- Problem requirements: Rewrite every line of the records below as a JSON list of strings, one string per line, with blank lines omitted.

### Given records

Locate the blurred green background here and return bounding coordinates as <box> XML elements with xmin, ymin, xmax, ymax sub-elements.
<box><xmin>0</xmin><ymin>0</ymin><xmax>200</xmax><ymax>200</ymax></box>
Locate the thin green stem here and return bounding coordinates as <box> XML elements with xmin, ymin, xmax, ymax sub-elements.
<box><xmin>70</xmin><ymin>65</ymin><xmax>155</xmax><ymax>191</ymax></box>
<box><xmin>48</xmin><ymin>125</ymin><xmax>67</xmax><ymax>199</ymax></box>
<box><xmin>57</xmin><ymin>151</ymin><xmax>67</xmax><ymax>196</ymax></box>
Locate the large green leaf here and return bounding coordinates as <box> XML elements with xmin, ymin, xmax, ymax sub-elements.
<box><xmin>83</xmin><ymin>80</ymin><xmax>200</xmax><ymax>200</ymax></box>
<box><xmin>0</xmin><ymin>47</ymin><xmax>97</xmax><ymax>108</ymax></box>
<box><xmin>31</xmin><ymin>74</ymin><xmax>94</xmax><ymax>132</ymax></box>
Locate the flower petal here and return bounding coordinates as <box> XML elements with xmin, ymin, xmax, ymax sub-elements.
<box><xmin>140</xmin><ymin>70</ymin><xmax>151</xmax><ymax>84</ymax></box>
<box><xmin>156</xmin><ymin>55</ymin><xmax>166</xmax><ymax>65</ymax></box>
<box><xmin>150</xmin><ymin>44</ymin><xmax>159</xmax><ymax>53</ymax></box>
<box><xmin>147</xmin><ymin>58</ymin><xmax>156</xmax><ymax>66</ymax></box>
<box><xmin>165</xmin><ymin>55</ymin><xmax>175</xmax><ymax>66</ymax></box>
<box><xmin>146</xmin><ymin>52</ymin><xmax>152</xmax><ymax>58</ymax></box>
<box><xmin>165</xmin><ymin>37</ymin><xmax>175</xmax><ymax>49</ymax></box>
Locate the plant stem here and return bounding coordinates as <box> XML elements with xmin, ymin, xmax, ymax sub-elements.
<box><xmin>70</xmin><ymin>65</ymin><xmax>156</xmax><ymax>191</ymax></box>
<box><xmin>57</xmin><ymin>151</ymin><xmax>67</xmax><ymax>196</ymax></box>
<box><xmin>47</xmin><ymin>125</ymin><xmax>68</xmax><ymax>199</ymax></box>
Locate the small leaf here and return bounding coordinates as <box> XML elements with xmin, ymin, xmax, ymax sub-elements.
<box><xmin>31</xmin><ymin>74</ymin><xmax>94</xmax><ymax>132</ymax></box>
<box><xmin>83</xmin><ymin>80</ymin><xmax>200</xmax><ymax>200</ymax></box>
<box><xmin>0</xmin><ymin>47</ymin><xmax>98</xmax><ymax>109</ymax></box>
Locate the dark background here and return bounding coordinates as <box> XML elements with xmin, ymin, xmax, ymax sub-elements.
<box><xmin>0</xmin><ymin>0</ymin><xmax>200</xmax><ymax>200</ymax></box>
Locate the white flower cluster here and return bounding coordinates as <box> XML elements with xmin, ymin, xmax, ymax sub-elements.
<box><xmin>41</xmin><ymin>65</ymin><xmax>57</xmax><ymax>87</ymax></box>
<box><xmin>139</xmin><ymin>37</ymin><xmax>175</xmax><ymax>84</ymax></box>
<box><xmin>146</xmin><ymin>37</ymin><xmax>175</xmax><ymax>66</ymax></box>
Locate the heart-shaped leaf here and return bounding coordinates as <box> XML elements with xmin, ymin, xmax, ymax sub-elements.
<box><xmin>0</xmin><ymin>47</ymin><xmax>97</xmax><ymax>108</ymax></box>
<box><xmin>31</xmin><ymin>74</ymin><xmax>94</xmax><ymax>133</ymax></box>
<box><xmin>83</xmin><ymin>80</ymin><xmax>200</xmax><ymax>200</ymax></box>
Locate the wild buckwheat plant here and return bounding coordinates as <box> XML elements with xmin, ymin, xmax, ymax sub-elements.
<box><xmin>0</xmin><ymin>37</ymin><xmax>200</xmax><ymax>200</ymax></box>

######

- Solution to this exercise:
[
  "Locate the blurred green background here and return bounding coordinates as <box> XML elements with xmin, ymin, xmax, ymax sub-elements.",
  "<box><xmin>0</xmin><ymin>0</ymin><xmax>200</xmax><ymax>200</ymax></box>",
  "Locate the thin green stem here and return bounding coordinates as <box> XML elements with xmin, ymin, xmax, ymax sub-elements.",
  "<box><xmin>70</xmin><ymin>65</ymin><xmax>155</xmax><ymax>191</ymax></box>",
  "<box><xmin>48</xmin><ymin>125</ymin><xmax>67</xmax><ymax>199</ymax></box>",
  "<box><xmin>57</xmin><ymin>151</ymin><xmax>67</xmax><ymax>196</ymax></box>",
  "Locate the large green leaf here and return bounding coordinates as <box> XML elements with xmin, ymin, xmax, ymax sub-elements.",
  "<box><xmin>83</xmin><ymin>80</ymin><xmax>200</xmax><ymax>200</ymax></box>",
  "<box><xmin>0</xmin><ymin>47</ymin><xmax>97</xmax><ymax>108</ymax></box>",
  "<box><xmin>31</xmin><ymin>74</ymin><xmax>94</xmax><ymax>132</ymax></box>",
  "Locate the flower petal here and return bounding coordinates as <box> XML elements with xmin, ymin, xmax, ymax sub-elements.",
  "<box><xmin>140</xmin><ymin>70</ymin><xmax>151</xmax><ymax>84</ymax></box>",
  "<box><xmin>156</xmin><ymin>55</ymin><xmax>166</xmax><ymax>65</ymax></box>",
  "<box><xmin>150</xmin><ymin>44</ymin><xmax>159</xmax><ymax>53</ymax></box>",
  "<box><xmin>147</xmin><ymin>58</ymin><xmax>156</xmax><ymax>66</ymax></box>",
  "<box><xmin>165</xmin><ymin>55</ymin><xmax>175</xmax><ymax>66</ymax></box>",
  "<box><xmin>146</xmin><ymin>52</ymin><xmax>152</xmax><ymax>58</ymax></box>",
  "<box><xmin>165</xmin><ymin>37</ymin><xmax>175</xmax><ymax>49</ymax></box>",
  "Locate the plant stem here and return bounding coordinates as <box> XML elements with xmin, ymin, xmax, ymax sub-elements.",
  "<box><xmin>70</xmin><ymin>65</ymin><xmax>156</xmax><ymax>191</ymax></box>",
  "<box><xmin>57</xmin><ymin>151</ymin><xmax>67</xmax><ymax>196</ymax></box>",
  "<box><xmin>47</xmin><ymin>125</ymin><xmax>68</xmax><ymax>199</ymax></box>",
  "Locate the small leaf here and return bounding coordinates as <box> XML elements with xmin, ymin, xmax, ymax sub-elements.",
  "<box><xmin>31</xmin><ymin>74</ymin><xmax>94</xmax><ymax>132</ymax></box>",
  "<box><xmin>83</xmin><ymin>80</ymin><xmax>200</xmax><ymax>200</ymax></box>",
  "<box><xmin>0</xmin><ymin>47</ymin><xmax>98</xmax><ymax>109</ymax></box>",
  "Locate the dark background here and return bounding coordinates as <box> XML elements with xmin, ymin, xmax, ymax sub-elements.",
  "<box><xmin>0</xmin><ymin>0</ymin><xmax>200</xmax><ymax>200</ymax></box>",
  "Locate the white flower cluster here and return bounding coordinates as <box> XML elements with xmin, ymin, xmax, ymax sub-elements.",
  "<box><xmin>41</xmin><ymin>65</ymin><xmax>57</xmax><ymax>87</ymax></box>",
  "<box><xmin>139</xmin><ymin>37</ymin><xmax>175</xmax><ymax>84</ymax></box>",
  "<box><xmin>146</xmin><ymin>37</ymin><xmax>175</xmax><ymax>66</ymax></box>",
  "Locate the heart-shaped leaf here and return bounding coordinates as <box> XML elements with xmin, ymin, xmax, ymax sub-elements.",
  "<box><xmin>0</xmin><ymin>47</ymin><xmax>97</xmax><ymax>108</ymax></box>",
  "<box><xmin>31</xmin><ymin>74</ymin><xmax>94</xmax><ymax>133</ymax></box>",
  "<box><xmin>83</xmin><ymin>80</ymin><xmax>200</xmax><ymax>200</ymax></box>",
  "Locate the wild buckwheat plant here and return bounding coordinates as <box> XML elements with xmin, ymin, xmax, ymax sub-elements.",
  "<box><xmin>0</xmin><ymin>37</ymin><xmax>200</xmax><ymax>200</ymax></box>"
]